# ACTIVITY
The word "sepia" occurs in some lines of the listing. Copy those lines.

# LISTED ENTRIES
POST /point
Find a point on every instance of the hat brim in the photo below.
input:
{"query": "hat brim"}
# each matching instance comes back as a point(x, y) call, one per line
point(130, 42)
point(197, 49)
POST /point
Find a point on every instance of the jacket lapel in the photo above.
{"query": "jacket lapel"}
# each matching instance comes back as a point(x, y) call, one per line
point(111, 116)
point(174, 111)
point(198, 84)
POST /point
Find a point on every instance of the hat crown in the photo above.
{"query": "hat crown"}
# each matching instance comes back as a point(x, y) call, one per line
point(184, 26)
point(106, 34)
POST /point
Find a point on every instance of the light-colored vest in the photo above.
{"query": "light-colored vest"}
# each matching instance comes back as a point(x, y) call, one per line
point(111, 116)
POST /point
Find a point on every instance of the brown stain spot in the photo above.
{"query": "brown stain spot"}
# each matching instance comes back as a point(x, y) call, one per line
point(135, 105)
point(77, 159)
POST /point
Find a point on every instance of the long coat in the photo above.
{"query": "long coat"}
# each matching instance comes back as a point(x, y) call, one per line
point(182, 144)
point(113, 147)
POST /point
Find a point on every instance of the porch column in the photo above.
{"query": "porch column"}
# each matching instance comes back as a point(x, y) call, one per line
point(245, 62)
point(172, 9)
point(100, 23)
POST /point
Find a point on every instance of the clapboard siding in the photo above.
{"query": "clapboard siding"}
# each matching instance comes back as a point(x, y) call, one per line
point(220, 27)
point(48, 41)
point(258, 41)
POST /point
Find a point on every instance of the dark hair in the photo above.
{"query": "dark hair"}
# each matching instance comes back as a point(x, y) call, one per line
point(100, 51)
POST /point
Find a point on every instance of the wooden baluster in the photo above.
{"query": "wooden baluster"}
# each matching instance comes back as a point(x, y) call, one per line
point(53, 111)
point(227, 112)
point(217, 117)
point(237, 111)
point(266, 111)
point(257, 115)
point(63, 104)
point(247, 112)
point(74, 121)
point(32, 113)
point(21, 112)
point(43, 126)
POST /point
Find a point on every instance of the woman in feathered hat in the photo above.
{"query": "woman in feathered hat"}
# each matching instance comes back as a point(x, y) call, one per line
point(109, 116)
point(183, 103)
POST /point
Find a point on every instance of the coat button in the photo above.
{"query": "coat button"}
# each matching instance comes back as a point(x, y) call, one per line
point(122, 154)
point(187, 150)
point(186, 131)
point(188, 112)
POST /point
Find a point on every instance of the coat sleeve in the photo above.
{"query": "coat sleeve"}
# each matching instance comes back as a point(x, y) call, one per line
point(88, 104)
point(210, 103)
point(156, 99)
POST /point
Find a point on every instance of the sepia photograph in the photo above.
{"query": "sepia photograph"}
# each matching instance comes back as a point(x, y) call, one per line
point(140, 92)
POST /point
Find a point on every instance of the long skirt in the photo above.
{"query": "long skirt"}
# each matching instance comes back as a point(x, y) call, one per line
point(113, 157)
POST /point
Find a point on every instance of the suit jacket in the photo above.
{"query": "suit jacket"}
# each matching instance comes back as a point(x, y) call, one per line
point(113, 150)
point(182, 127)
==
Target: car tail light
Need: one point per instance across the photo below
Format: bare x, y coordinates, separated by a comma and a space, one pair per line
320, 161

# RESULT OF THIS EXERCISE
Find a point on every instance of the sepia photograph in the photo above.
{"query": "sepia photograph"}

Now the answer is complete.